» **What this task involves**:
Rewrite every line of the listing, starting with the line that contains "Game engine object recognition — detect man performing" and going on through the line that contains "0, 1, 500, 228". Shift each bounding-box coordinate up by 91 and leave all other text unchanged.

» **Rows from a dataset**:
══════════════════════════════

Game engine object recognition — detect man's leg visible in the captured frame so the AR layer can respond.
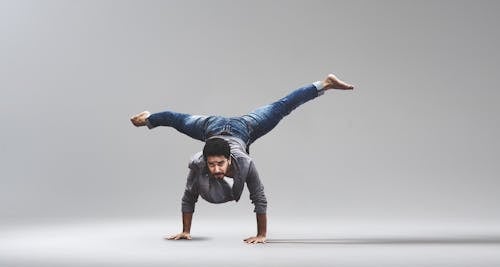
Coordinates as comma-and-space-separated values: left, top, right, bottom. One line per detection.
242, 74, 354, 144
130, 110, 210, 141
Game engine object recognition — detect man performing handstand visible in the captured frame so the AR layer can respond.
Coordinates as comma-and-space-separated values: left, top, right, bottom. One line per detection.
130, 74, 354, 243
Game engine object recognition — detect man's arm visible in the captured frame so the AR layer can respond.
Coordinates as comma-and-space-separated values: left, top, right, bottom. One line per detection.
168, 168, 199, 240
243, 162, 267, 244
168, 212, 193, 240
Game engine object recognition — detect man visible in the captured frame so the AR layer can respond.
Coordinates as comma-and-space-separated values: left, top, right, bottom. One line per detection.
130, 74, 354, 243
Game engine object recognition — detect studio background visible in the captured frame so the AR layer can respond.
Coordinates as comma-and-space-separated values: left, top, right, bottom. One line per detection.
0, 1, 500, 228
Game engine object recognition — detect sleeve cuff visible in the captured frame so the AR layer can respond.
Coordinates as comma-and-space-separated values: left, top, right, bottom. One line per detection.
313, 81, 325, 96
146, 119, 154, 129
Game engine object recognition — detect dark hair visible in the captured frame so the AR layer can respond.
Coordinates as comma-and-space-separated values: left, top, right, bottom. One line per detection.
203, 138, 231, 160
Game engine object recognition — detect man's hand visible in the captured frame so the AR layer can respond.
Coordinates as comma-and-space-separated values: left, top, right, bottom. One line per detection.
130, 110, 151, 127
323, 74, 354, 90
167, 232, 191, 240
243, 236, 266, 244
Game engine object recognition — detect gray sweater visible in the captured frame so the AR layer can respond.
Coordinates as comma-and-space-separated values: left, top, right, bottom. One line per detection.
182, 135, 267, 214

══════════════════════════════

» **Complete response**:
Game engine object recognition — detect man performing handstand visible in the captured frame so the AR layer can respond.
Coordinates as comma-and-space-separated values: left, top, right, bottom. One line per detection.
221, 165, 445, 334
Game engine object recognition — detect man's arm visible in the captured frame so the AR layer can respond.
Coordinates as comma-and-space-separated values: left, top, right, bottom. One line per detection.
259, 259, 290, 331
334, 253, 358, 335
259, 303, 284, 331
Game engine object recognition — detect man visible in the captured frame so the AR layer can respond.
Coordinates as comma-and-space-separated values: left, top, right, bottom. One line per detection.
221, 165, 445, 334
Game engine object recognition — detect studio background visible in the captured frame so the AR layer can respond.
Coordinates as comma-and-space-separated values: left, top, right, bottom. One line per detection.
91, 92, 591, 319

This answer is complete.